• Text excerpt:
**********
President Aylwin affirms this, saying that the Spanish experience was a good role model. However, he had told both Felipe Gonzalez and Adolfo Suarez that Spain had had two advantages compared to Chile. The Spanish civil war had been 40 years ago. In Chile, it was just 17 years ago. Franco had died, Pinochet was commander in chief. Spain would have had difficulties having Franco as commander in chief.

The Chancellor says that he was not suspicious of being a supporter of Franco. At the same time, he was full of admiration of Franco’s ability to betray Hitler and Mussolini, managing to keep Spain out of World War II. Mussolini could have played a similar role with regards to Italy, Hitler had not wanted him as a wartime ally. But he had led his populace into misfortune.

President Aylwin says it was the primary task of his government to help Chile overcome its past, in order prevent a relapse in the past. In this sense, the policies of Suarez und Gonzalez were good examples.

The Chancellor says that Gonzalez was a godsend for Europe as well. By the way, he had been the only European statesman without complexes with regards to Germany’s unification and one of the first ones to congratulate the Chancellor very cordially. At the same time, he, the Chancellor, had taken a strong stand on behalf of Spain’s EC entry at the outset of his tenure.

The Chancellor then reports on our current problems in copying with the Stasi legacy. By the way, this was a typical German problem because everything had been written down: denunciation, reports whether true or not, bugged conversations. 50 km of files overall!

Nobody knew what had really been said and done. We had to cope with the question of who actually was a perpetrator and who was a victim. Sometimes he wished there was a volcano where one could dispose all of these materials. This was also about the essential question of justice. The main perpetrators were very old – the former Stasi chief was 80 – or outside of the country. At the same time, one prosecuted young soldiers who had shot people at the border.
**********
• Input data:

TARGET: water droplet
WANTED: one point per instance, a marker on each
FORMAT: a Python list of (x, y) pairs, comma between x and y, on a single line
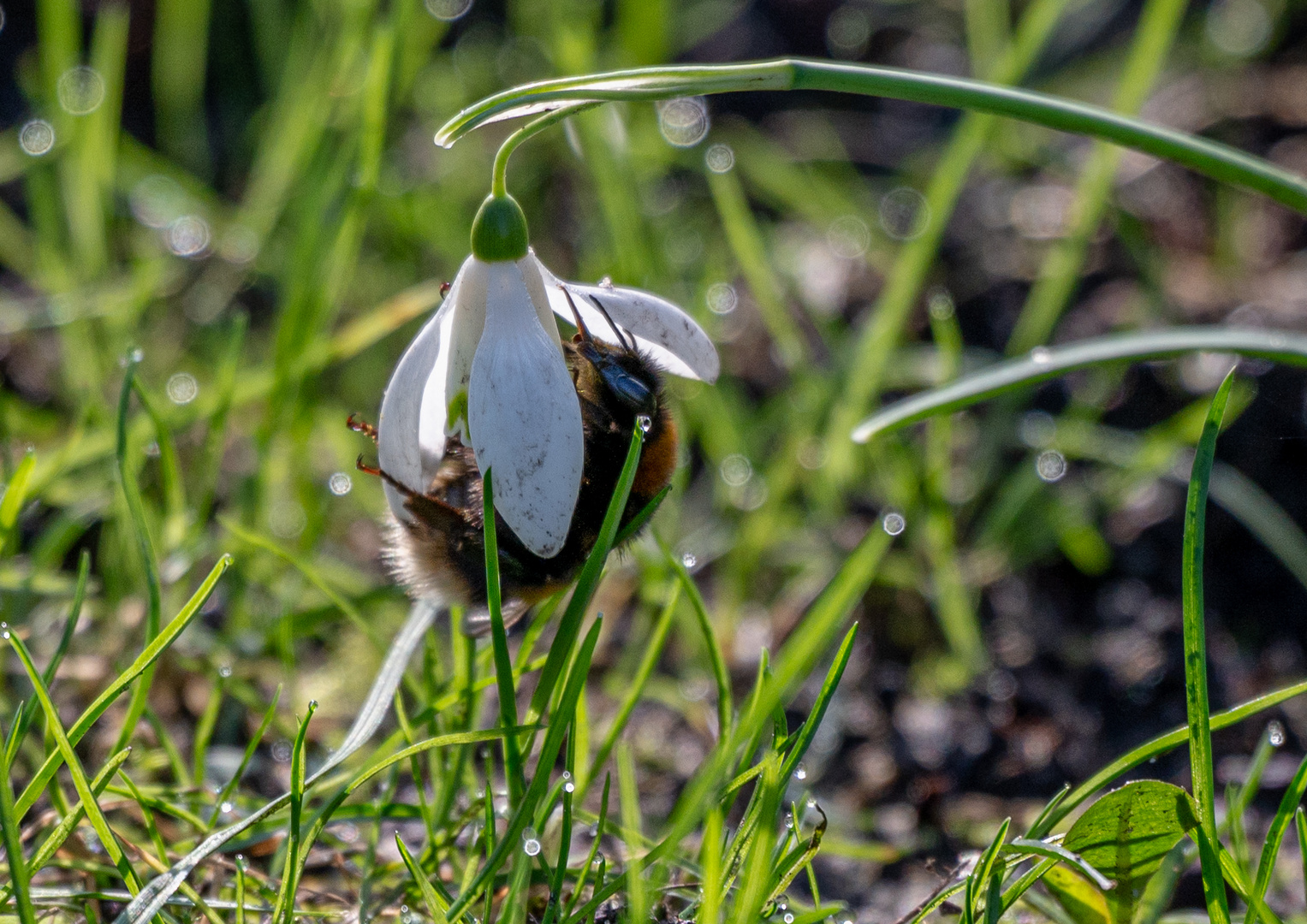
[(719, 158), (37, 138), (848, 30), (905, 213), (684, 121), (736, 470), (848, 237), (1051, 465), (530, 842), (940, 304), (81, 91), (449, 10), (188, 235), (722, 299), (182, 388)]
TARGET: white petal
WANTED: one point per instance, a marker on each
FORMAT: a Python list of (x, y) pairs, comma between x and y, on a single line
[(451, 376), (525, 416), (672, 337), (401, 424)]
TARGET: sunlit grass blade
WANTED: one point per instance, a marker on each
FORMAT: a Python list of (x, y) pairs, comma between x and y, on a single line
[(500, 644), (15, 495), (1289, 807), (721, 674), (55, 728), (1195, 655), (66, 826), (102, 702), (569, 628), (1208, 157), (1054, 361), (652, 651), (550, 750), (19, 871), (156, 894), (251, 747), (436, 903)]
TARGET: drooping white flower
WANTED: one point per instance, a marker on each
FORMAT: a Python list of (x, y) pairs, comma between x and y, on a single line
[(489, 368)]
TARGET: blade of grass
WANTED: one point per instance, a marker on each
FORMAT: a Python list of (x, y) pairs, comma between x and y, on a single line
[(146, 548), (721, 674), (1195, 656), (569, 628), (245, 760), (407, 641), (637, 896), (55, 728), (102, 702), (19, 871), (548, 755), (1049, 362), (500, 644), (652, 653)]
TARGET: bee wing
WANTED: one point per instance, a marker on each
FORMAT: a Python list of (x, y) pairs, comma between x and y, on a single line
[(409, 413), (525, 416), (669, 335)]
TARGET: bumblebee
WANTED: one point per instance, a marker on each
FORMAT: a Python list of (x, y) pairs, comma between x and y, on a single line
[(441, 550)]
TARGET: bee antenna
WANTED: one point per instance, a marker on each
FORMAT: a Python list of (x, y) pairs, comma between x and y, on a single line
[(621, 339), (580, 324)]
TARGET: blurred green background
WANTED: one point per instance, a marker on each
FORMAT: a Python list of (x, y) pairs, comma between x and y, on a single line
[(248, 195)]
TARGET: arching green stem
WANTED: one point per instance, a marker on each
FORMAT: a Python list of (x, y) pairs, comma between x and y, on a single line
[(1212, 158), (498, 182)]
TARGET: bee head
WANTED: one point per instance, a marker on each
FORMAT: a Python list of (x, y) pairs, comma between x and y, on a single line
[(621, 370)]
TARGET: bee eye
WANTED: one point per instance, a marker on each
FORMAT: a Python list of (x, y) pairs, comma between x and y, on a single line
[(629, 389)]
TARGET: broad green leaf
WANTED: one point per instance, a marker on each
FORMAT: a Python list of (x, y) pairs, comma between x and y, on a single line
[(1126, 834)]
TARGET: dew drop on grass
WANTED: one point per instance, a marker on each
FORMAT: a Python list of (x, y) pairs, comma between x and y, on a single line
[(1051, 465), (447, 10), (722, 299), (37, 138), (719, 158), (182, 388), (530, 842), (684, 121)]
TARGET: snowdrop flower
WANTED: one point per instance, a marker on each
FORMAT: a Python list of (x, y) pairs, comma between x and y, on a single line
[(489, 369)]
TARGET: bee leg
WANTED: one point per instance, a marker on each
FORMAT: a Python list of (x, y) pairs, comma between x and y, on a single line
**********
• Task instructions:
A) Render the rows between the line holding "TARGET: dew drop on grass" and the line holding "[(489, 369)]", inclusive, as a Markdown table with the columns No. and Line, leaving out blank lines.
B) Extend the excerpt on President Aylwin's talk with the Chancellor, picking up after its last sentence.

• Solved problems:
A)
| No. | Line |
|---|---|
| 1 | TARGET: dew drop on grass |
| 2 | WANTED: one point per instance, a marker on each |
| 3 | FORMAT: a Python list of (x, y) pairs, comma between x and y, on a single line |
| 4 | [(1051, 465), (447, 10), (722, 299), (37, 138), (719, 158), (182, 388), (530, 842), (684, 121)] |
| 5 | TARGET: snowdrop flower |
| 6 | WANTED: one point per instance, a marker on each |
| 7 | FORMAT: a Python list of (x, y) pairs, comma between x and y, on a single line |
| 8 | [(489, 369)] |

B)
Honecker sat in Moscow and felt well enough to give long television interviews. He proved that he had lost any kind of feeling for reality. His self-righteousness was disgusting. He had learnt nothing. He did not have to courage to face the Germans. He, the Chancellor, was not even sure whether a German court would sentence Honecker due to his age and his health condition. Even if he was sentenced, it might be that he would be spared imprisonment.

He, the chancellor, was very glad the Honecker could not come to Chile. Nobody would understand this in Germany (Excursus: Upon the Chancellor’s request, President Aylwin elaborates on the living conditions of Honecker’s daughter and son-in-law in Chile).

President Aylwin says that some of Chiles’s socialists, who had found refuge in the GDR during Pinochet’s time, felt obliged to be grateful as he had treated them well, personally. These people insisted that the government ought to let Honecker immigrate. But his position was firm: One would not approve Honecker’s entry in Chile except if he had a valid German passport.

The Chancellor says Honecker did not obtain one. He had merely received an international passport in order to return to Germany. If the Chilean socialist wanted to show their gratitude, they could collect some money for Honecker so that he could live properly in Moscow where he had previously done business.

He, the chancellor, did not believe that the Russians would let Honecker leave the country. It was probably that he would no longer receive money at a point in time when the old KGB was dissolved.

President Aylwin inserts that the Chancellor gave him a good idea!

The Chancellor says he was serious: If Honecker stayed in Moscow, both the Chileans and we did not have a problem. He, the Chancellor, did not want revenge (Excursus: First meeting Chancellor-Honecker on the occasion of Andropov’s funeral [in February 1984]).

The Chancellor depicts Honecker’s official visit in the fall of 1987. This had been a terrible experience for him, and everyone who knew him could see how each of the conditions of the visit had gone against his grain – the official welcome, the flags in front of the chancellor’s office. He had felt like stone.

However, the visit had been the beginning of the end for Honecker. It was part of the visit arrangement that the dinner addresses were broadcast in Germany as a whole on TV. He, the Chancellor, had said before the cameras that the wall was a shame while Honecker had been sitting next to him. He said that unification had to come and that it would come someday – at least 10 million Germans in the GDR had watched this live on their own televisions.

The billion DM loan [of 1983] had been another stroke of genius. It was not donated as a state credit but as a bank credit with government guarantee which had not been used, however. In return for a cost of zero DM, we had established extensive freedom of travel, for pensioners and for broader groups of people. There had been more than 5 million visitors in 1988. They had been able to see the reality in the Federal Republic. This had been the end for Honecker. Gorbachev had dropped him shortly thereafter.

President Aylwin inserts that it had, indeed, been possible to breach the wall.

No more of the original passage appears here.